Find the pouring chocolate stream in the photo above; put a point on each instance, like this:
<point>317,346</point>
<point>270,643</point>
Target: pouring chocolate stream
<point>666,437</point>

-=-=-

• [What is expected]:
Rewrite the records, changing every "chocolate" to "caramel" and leaving everything else as it is.

• [Worked answer]:
Find the pouring caramel stream in the photo above; put a point on each instance, like this:
<point>317,346</point>
<point>270,643</point>
Target: pouring caramel stream
<point>666,437</point>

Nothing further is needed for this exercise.